• [GIVEN EXERCISE] Please output the lines shown below exactly as they appear.

Pointing dataset records:
****************

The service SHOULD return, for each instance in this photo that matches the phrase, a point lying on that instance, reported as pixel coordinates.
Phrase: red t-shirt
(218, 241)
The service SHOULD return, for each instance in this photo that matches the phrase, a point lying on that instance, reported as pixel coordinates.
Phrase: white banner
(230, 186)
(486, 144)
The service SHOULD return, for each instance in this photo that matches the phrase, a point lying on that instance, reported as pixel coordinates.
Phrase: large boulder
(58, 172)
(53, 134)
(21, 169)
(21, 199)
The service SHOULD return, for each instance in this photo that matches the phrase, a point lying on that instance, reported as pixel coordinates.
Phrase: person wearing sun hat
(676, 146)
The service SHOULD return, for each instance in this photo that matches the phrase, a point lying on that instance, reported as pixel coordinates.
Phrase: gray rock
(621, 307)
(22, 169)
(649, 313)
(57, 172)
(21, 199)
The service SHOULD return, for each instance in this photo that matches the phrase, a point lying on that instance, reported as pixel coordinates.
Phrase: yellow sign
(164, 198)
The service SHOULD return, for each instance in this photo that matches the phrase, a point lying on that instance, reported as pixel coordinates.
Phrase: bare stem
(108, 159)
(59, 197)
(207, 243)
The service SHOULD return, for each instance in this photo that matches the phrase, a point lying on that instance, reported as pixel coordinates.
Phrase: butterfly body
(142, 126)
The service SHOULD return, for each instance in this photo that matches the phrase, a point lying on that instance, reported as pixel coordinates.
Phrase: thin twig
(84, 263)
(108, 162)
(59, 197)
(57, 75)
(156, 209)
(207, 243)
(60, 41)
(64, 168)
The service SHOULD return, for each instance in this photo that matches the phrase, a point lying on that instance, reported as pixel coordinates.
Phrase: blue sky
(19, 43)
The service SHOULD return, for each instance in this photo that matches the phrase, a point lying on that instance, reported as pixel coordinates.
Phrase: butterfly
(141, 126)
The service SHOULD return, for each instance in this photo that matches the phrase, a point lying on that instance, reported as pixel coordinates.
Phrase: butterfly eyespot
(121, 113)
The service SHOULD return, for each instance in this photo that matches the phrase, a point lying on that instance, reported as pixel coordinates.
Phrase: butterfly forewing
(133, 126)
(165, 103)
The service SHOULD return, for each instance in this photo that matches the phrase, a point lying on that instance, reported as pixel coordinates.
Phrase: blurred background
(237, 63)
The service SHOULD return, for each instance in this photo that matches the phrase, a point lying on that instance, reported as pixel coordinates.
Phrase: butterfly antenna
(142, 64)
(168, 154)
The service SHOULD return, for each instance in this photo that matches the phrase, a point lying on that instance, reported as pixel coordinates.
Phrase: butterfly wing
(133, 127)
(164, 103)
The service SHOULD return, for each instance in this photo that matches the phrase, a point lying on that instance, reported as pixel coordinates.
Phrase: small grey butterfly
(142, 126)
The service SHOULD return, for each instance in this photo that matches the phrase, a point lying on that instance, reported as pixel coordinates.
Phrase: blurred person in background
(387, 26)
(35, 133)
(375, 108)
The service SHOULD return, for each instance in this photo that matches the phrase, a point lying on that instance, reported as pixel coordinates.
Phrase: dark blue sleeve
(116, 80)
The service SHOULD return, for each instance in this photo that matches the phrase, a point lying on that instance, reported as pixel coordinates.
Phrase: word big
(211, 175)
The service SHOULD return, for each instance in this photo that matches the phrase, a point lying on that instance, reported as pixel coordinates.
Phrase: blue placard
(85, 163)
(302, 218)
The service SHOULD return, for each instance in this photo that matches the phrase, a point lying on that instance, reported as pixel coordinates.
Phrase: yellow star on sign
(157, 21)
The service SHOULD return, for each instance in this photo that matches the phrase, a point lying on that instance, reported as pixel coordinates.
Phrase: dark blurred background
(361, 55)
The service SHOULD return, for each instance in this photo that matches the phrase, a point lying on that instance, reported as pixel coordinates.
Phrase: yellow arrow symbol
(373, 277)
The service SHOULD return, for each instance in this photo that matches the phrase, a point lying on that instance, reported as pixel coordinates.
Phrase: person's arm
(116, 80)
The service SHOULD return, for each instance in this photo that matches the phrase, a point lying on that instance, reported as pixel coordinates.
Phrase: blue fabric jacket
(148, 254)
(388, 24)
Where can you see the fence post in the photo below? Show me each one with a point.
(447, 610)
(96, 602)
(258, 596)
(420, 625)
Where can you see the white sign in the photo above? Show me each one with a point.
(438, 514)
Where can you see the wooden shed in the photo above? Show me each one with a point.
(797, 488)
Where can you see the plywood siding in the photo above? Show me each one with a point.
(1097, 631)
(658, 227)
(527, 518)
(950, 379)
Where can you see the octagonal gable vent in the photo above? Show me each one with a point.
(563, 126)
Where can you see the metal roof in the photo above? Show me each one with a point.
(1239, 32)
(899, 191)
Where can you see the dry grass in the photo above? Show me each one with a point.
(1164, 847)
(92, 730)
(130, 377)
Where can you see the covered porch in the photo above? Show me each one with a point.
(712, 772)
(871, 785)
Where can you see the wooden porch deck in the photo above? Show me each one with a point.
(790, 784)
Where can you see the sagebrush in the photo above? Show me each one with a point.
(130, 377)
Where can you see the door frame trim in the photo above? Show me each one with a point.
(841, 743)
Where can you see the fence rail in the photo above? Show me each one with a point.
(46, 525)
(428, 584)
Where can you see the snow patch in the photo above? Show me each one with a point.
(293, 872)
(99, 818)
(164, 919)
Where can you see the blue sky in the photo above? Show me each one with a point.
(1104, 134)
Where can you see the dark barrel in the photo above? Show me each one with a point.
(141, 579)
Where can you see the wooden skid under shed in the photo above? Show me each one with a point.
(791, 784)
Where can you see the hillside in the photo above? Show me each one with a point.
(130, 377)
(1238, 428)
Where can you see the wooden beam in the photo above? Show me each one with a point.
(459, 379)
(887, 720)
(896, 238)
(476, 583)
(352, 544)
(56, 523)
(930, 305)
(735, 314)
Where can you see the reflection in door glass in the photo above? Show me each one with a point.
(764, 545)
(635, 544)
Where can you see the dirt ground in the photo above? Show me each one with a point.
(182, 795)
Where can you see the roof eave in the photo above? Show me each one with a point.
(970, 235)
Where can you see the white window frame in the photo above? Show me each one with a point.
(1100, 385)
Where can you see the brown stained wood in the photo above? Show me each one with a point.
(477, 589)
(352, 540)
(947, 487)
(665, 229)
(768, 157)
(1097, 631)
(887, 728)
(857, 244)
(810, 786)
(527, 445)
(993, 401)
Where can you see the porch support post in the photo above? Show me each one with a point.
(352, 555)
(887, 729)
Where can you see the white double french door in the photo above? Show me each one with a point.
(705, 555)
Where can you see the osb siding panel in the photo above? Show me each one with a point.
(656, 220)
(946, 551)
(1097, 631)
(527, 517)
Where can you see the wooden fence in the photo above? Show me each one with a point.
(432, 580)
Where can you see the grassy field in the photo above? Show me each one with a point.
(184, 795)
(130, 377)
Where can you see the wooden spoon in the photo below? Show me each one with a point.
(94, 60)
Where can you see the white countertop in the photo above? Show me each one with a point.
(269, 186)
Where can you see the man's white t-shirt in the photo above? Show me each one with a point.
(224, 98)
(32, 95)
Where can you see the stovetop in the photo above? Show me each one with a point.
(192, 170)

****************

• [ANSWER TO THIS PROBLEM]
The service SHOULD return, for each instance in this photo that matches the phrase, a point lying on that instance, reported as pixel coordinates.
Phrase: red t-shirt
(218, 241)
The service SHOULD return, for each instance in this photo that matches the phrase, a point lying on that instance, reported as pixel coordinates.
Phrase: white banner
(230, 186)
(486, 144)
The service SHOULD return, for each instance in this photo that matches the phrase, a point lying on that instance, reported as pixel coordinates.
Phrase: large boulder
(58, 172)
(53, 134)
(21, 169)
(21, 199)
The service SHOULD return, for each instance in this photo that matches the phrase, a point lying on that instance, reported as pixel coordinates.
Phrase: person wearing sun hat
(676, 146)
The service SHOULD return, for each instance in this photo that matches the phrase, a point lying on that instance, reported as pixel coordinates.
Phrase: gray rock
(621, 307)
(22, 169)
(649, 313)
(57, 172)
(21, 199)
The service SHOULD return, for each instance in this photo that matches the phrase, a point lying on that instance, reported as pixel coordinates.
Phrase: yellow sign
(164, 198)
The service SHOULD return, for each instance in this photo that matches the phrase, a point lying on that instance, reported as pixel coordinates.
Phrase: bare stem
(108, 159)
(59, 197)
(207, 243)
The service SHOULD return, for each instance in this photo that matches the phrase, a point lying on that instance, reported as pixel coordinates.
Phrase: butterfly body
(142, 126)
The service SHOULD return, for each instance in this photo that matches the phrase, a point lying on that instance, reported as pixel coordinates.
Phrase: thin twig
(84, 263)
(108, 162)
(59, 197)
(57, 75)
(156, 209)
(207, 243)
(60, 41)
(64, 168)
The service SHOULD return, for each instance in this photo that matches the phrase, a point lying on that instance, reported as pixel coordinates.
Phrase: blue sky
(19, 43)
The service SHOULD return, for each instance in this photo that matches the phrase, a point lying on that instance, reported as pixel coordinates.
Phrase: butterfly
(141, 126)
The service SHOULD return, for each instance in this photo that matches the phrase, a point lying on that instance, reported as pixel coordinates.
Phrase: butterfly eyespot
(121, 113)
The service SHOULD return, for each instance in this photo that matches the phrase, a point lying on that instance, reported as pixel coordinates.
Phrase: butterfly forewing
(133, 126)
(165, 103)
The service SHOULD return, for each instance in this photo that matches the phrase, a point lying on that instance, reported as pixel coordinates.
Phrase: blurred background
(237, 63)
The service SHOULD return, for each instance in this photo that matches the phrase, a point lying on that instance, reported as pixel coordinates.
Phrase: butterfly antenna
(142, 64)
(168, 154)
The service SHOULD return, for each instance in this photo that matches the phrase, a point lying on that instance, reported as pixel coordinates.
Phrase: butterfly wing
(133, 127)
(164, 103)
The service SHOULD return, for each instance in this photo that matches the phrase, a point lying on that instance, reported as pixel coordinates.
Phrase: small grey butterfly
(142, 126)
The service SHOULD return, for each instance in this photo that matches the phrase, a point lying on that instance, reported as pixel coordinates.
Phrase: blurred person in background
(387, 26)
(35, 133)
(375, 108)
The service SHOULD return, for each instance in this photo that matches the phrase, a point lying on that instance, reported as pixel coordinates.
Phrase: dark blue sleeve
(116, 80)
The service SHOULD return, for each instance in this photo that matches the phrase, a point lying on that instance, reported as pixel coordinates.
Phrase: word big
(211, 175)
The service SHOULD return, for each instance in this photo that matches the phrase, a point lying on that instance, reported as pixel coordinates.
Phrase: blue placard
(85, 163)
(302, 218)
The service SHOULD return, for each instance in this photo that matches the phrase, a point lying on that instance, reported as pixel coordinates.
Phrase: yellow star on sign
(157, 21)
The service SHOULD return, for each instance in this photo that matches the phrase, a point lying on that instance, reported as pixel coordinates.
Phrase: dark blurred background
(361, 55)
The service SHOULD return, for each instance in this photo that matches the phrase, a point lying on that instance, reported as pixel coordinates.
Phrase: yellow arrow symbol
(373, 277)
The service SHOULD return, for each instance in this photo that matches the phrase, a point lying on that instance, reported as pixel coordinates.
Phrase: person's arm
(116, 80)
The service SHOULD return, for each instance in this photo that matches the phrase, a point lying on that instance, reported as pixel coordinates.
Phrase: blue fabric jacket
(148, 254)
(388, 24)
Where can you see the fence post in the photo below? Show me each one with a point.
(447, 610)
(96, 602)
(258, 596)
(420, 625)
Where can you see the white sign in the photo above? Show me each one with a point.
(438, 514)
Where can you see the wooden shed in the photo above? Show me each one with a point.
(797, 488)
Where can you see the plywood siding in the photo above? Show me each one with a point.
(1097, 631)
(658, 227)
(527, 518)
(950, 379)
Where can you see the octagonal gable vent in the photo above? Show me each one with a point.
(563, 126)
Where can you see the metal roof in the photo above? Show me each one with a point.
(1239, 32)
(899, 191)
Where can you see the dry grass in the photo above? Show me each one with a point.
(1164, 847)
(92, 730)
(130, 377)
Where can you see the covered porch in the photo above? Show me each one with a point.
(712, 772)
(871, 785)
Where can you see the wooden porch deck in the photo above? Show me each one with a point.
(790, 784)
Where can you see the sagebrush in the photo above? Show me each one with a point.
(130, 377)
Where can you see the door frame trim in the photo above? Show me each one with a point.
(841, 743)
Where can you see the fence rail in the photo above? Show me each one with a point.
(46, 525)
(428, 584)
Where can you see the snow patch in the photo above? Show me each one with a point.
(293, 872)
(99, 818)
(164, 919)
Where can you see the blue sky in the photo above? Show me each one with a point.
(1104, 134)
Where can you see the dark barrel in the photo above? Show me each one with a point.
(141, 579)
Where can you see the wooden skid under shed in the photo above? Show me each one with a point.
(791, 784)
Where can you see the hillside in the photo above? Show me each one with a point.
(130, 377)
(1238, 428)
Where can you see the wooden beam in the photo above? Show me each one with a point.
(459, 379)
(887, 720)
(896, 238)
(476, 583)
(352, 544)
(56, 523)
(930, 305)
(735, 314)
Where can you see the reflection in door glass in the photo above? Show me each one with a point.
(764, 545)
(635, 544)
Where can you see the dirt ground in the photo above? Show me each one with a point.
(182, 795)
Where can you see the roof eave in the photo above? Show me each one with a point.
(970, 235)
Where can you see the white window frame in the photo above? Show me each one with a point.
(1100, 385)
Where can you see the brown stained wood in the photo above? Show me each one with a point.
(477, 589)
(352, 540)
(947, 487)
(665, 229)
(768, 157)
(1097, 631)
(887, 728)
(857, 244)
(810, 786)
(527, 445)
(993, 401)
Where can you see the porch support post in the photo above? Show me each one with a point.
(352, 555)
(887, 729)
Where can you see the white double french door in the photo above? Show me each one with a point.
(705, 555)
Where can you see the osb siding panel in the photo above? Show me each one with a point.
(656, 220)
(946, 551)
(1097, 631)
(527, 517)
Where can you see the wooden fence in the photo above? Show me each one with a point.
(432, 580)
Where can you see the grassy field in the photo above? Show me each one with a point.
(184, 795)
(130, 377)
Where can you see the wooden spoon in the photo below? Show me each one with a point.
(94, 60)
Where can you see the white countertop in the photo above? Show me each one with a point.
(269, 186)
Where can you see the man's white t-shirt in the photo above? Show me each one with a point.
(224, 98)
(32, 95)
Where can you see the stovetop in the photo above? Show me each one with a point.
(192, 170)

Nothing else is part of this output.